# Goal of the exercise
Locate every line of the data below that contains the word "query" and copy each of those lines.

# Record excerpts
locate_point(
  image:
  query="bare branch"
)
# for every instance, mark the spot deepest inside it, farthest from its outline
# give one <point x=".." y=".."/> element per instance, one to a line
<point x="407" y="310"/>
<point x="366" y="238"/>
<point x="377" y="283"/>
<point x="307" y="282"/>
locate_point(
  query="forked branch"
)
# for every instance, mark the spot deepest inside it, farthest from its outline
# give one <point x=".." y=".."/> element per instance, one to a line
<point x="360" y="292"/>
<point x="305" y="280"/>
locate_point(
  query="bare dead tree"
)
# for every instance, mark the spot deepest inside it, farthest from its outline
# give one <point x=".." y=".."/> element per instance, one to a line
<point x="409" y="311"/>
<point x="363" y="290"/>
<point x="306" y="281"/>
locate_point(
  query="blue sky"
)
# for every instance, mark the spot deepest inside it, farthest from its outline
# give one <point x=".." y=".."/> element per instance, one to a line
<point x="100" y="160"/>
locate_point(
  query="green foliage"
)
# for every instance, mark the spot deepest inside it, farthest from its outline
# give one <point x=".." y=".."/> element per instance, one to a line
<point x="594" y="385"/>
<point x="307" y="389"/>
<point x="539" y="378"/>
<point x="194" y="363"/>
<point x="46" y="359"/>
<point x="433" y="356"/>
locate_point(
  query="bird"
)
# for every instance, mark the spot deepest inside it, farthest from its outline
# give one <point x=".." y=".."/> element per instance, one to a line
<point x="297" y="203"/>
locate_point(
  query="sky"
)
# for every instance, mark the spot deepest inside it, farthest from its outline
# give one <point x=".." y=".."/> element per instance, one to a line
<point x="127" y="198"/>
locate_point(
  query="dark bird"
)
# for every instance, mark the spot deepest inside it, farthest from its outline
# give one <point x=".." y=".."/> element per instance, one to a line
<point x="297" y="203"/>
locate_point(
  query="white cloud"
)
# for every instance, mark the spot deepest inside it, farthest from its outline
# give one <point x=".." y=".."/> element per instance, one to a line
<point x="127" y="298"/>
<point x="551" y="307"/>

# Task answer
  query="bare branch"
  query="forked branch"
  query="bare dead tree"
  query="blue sky"
  query="green foliage"
  query="bird"
  query="sky"
  query="dark bird"
  query="white cloud"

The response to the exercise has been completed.